Data records -

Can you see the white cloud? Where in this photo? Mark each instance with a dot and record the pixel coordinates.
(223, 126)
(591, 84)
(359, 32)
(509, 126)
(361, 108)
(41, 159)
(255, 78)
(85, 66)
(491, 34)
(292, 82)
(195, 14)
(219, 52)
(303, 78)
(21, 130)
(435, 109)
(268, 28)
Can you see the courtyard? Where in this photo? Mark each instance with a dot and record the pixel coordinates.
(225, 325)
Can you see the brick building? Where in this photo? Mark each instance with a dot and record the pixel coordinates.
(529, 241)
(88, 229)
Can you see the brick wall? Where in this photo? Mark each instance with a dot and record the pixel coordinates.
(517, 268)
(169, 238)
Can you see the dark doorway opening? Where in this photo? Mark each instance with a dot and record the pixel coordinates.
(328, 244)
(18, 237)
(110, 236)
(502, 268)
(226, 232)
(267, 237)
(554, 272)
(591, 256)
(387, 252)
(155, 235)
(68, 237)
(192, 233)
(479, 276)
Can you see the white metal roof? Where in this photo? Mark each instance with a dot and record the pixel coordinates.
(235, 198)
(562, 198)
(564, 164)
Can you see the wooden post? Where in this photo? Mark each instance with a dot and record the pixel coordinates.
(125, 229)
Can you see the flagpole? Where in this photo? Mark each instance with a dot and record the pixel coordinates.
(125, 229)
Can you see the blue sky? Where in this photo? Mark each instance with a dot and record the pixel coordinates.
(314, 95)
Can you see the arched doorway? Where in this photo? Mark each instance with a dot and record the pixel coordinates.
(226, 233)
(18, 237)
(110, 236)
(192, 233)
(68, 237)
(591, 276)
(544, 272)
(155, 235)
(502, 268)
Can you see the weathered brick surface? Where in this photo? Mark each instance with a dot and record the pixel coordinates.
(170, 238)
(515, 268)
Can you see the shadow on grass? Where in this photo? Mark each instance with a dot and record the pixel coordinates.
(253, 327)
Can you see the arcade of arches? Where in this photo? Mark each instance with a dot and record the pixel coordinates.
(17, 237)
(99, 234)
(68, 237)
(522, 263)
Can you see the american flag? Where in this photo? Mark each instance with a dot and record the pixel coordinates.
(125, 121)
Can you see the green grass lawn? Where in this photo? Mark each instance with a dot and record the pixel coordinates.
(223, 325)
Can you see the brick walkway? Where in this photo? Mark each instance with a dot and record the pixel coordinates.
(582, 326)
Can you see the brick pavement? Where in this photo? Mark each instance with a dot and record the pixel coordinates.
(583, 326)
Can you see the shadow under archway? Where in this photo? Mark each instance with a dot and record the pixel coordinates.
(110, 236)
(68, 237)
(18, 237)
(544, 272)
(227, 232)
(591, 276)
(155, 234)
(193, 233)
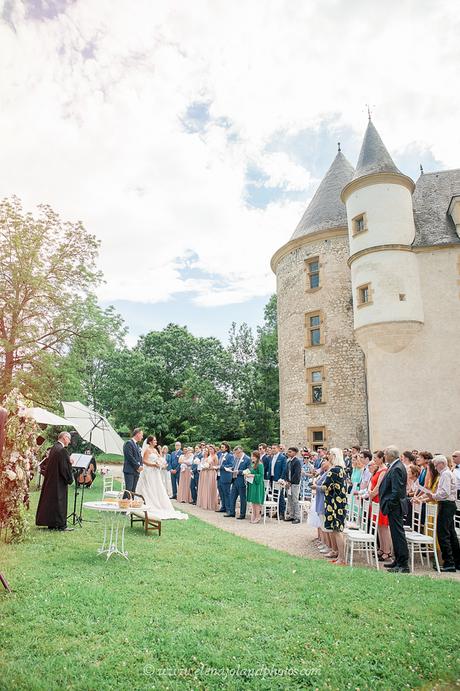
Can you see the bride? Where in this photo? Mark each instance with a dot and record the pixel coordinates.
(151, 485)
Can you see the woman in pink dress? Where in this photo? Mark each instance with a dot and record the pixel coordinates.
(184, 493)
(207, 486)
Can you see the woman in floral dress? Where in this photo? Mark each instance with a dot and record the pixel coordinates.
(335, 504)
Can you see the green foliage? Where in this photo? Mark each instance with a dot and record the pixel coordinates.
(199, 598)
(47, 269)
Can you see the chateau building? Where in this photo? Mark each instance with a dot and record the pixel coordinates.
(369, 309)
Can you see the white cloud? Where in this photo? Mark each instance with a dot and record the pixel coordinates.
(93, 101)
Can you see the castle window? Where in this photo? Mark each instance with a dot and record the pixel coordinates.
(313, 273)
(315, 385)
(359, 224)
(316, 437)
(364, 295)
(314, 328)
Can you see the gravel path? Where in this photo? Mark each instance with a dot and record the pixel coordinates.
(294, 539)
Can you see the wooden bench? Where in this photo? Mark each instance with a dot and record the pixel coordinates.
(151, 523)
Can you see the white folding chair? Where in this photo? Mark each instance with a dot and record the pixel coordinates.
(365, 538)
(272, 500)
(109, 491)
(424, 541)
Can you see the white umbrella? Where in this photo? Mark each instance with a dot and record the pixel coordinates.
(45, 417)
(93, 427)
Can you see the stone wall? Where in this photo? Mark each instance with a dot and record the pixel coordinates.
(414, 392)
(344, 414)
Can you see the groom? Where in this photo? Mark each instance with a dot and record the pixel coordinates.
(133, 460)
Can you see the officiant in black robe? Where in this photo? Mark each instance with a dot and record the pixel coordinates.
(52, 505)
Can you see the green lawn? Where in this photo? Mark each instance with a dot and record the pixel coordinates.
(198, 605)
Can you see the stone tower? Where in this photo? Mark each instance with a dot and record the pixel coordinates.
(322, 373)
(405, 268)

Task directions -
Give all the rows above again with "dot" swapped for "point" and nothing else changed. Leave the pictures out of your answer.

Answer to this task -
Can you see the white cloud? Where in this photo? Mark each instance with a point and record the pixel coordinates.
(223, 126)
(591, 84)
(359, 32)
(509, 126)
(361, 108)
(41, 159)
(255, 78)
(85, 66)
(491, 34)
(292, 82)
(195, 14)
(219, 52)
(303, 78)
(21, 130)
(435, 109)
(268, 28)
Can you see the courtyard? Where in this photo? Mark each instance with a point and record the pixel coordinates.
(225, 325)
Can you see the brick building? Where in this photo? Mark each instance with a point and record the pixel coordinates.
(529, 241)
(88, 229)
Can you see the brick wall? Where in this photo? Mark each instance with a point and record the pixel coordinates.
(517, 268)
(169, 238)
Can you see the dark doorway opening? Where in this photo? Mark each instance with a point and record the pixel coordinates.
(328, 244)
(18, 237)
(110, 236)
(502, 268)
(226, 232)
(267, 237)
(554, 272)
(591, 256)
(387, 252)
(155, 235)
(68, 237)
(192, 233)
(479, 276)
Can you see the white metal roof? Where in this photo? Mark each instance with a point and record the pixel coordinates.
(235, 198)
(562, 198)
(564, 164)
Can you see the wooden post? Where in this photo? Mark each instance with a point and record the pixel coordinates.
(125, 229)
Can you see the flagpole? Where in this photo? Mark each instance with a point and record the pixel coordinates.
(125, 229)
Can you see the blue sky? Where in this photo? Mark each instance with a point and record the pixel coordinates.
(314, 95)
Can you see the arched doorway? Where in this photo? Mark each instance with a point and record the pixel coordinates.
(226, 233)
(18, 237)
(110, 236)
(192, 233)
(68, 237)
(591, 276)
(544, 272)
(155, 235)
(502, 268)
Can you see the weathered brick surface? Where in this photo? Mark each instance with a point and record the pixel coordinates.
(170, 238)
(515, 268)
Can you see the shadow on grass? Where in this photo? Mark each instance with a point and record the pixel coordinates.
(253, 327)
Can you see the arcade of arches? Where in this photo? Mark each instance with a point and record the pixel coordinates.
(17, 237)
(99, 234)
(68, 237)
(522, 263)
Can you see the american flag? Where in this photo? Mark each instance with a point and record the pixel coordinates.
(125, 121)
Can you see the green grass lawn? Where in this photo? Mark each instance with a point and record the pixel coordinates.
(223, 325)
Can you see the brick walkway? Where in this photo? Mark each instance with a point and record the pixel coordinates.
(582, 326)
Can you see the brick pavement? Where in this photo? Mark each instance with a point and record the pixel coordinates.
(583, 326)
Can you see the shadow under archway? Where in this photo? Mark each instance with a point and record the pixel coordinates.
(110, 236)
(68, 237)
(18, 237)
(544, 272)
(227, 232)
(591, 276)
(155, 234)
(193, 233)
Can you see the bride? Where in this photo? Mark each instance with a point and record the pixel coordinates.
(151, 485)
Can you see the woman in pink dress? Where in this photo? Mark each instance with a point and record the pixel coordinates.
(184, 493)
(207, 486)
Can you see the woman in floral dress? Where in this photo? Mark each instance with a point and record the pixel coordinates.
(335, 504)
Can you see the green foliage? Where in this photo? Mark each instance with a point and record the pixel coordinates.
(199, 598)
(47, 269)
Can you see the chateau building? Where in this photo? Mark each instance with a point and record the pixel coordinates.
(369, 309)
Can you see the white cloud? Where in this photo? Mark each instance with a point and record the pixel coordinates.
(93, 101)
Can you see the castle window? Where in this photo? Mark each instance with a point and record the pixel coordinates.
(313, 273)
(315, 385)
(359, 224)
(316, 437)
(364, 295)
(314, 328)
Can you see the gravel path? Where in this photo? Mark each instance with a point and record the pixel coordinates.
(294, 539)
Can you see the wooden bench? Where in this photo? Mark each instance with a point and record the pixel coordinates.
(151, 523)
Can you see the white folding chair? Where in this photo? Mark each instance with a point and record the pixel coordinates.
(365, 538)
(272, 500)
(109, 491)
(424, 541)
Can you see the white umbrella? Where in this photo? Mark each instance with a point and record the pixel coordinates.
(45, 417)
(93, 427)
Can you see the stone wall? Where in this photo? Mark each instance with a point and record the pixel coordinates.
(414, 392)
(344, 414)
Can you see the groom? Where in this photo? Mark each instance with a point and record the pixel coordinates.
(133, 460)
Can you see the officiant in black robe? Where in this photo? Mark each instance with a point and record the pixel coordinates.
(52, 505)
Can you see the green lawn? Where in this photo? Mark each instance with a point and record the pixel coordinates.
(198, 605)
Can you see the stone tower? Where in this photo? Mark each instance with a point and record the pixel coordinates.
(322, 373)
(405, 268)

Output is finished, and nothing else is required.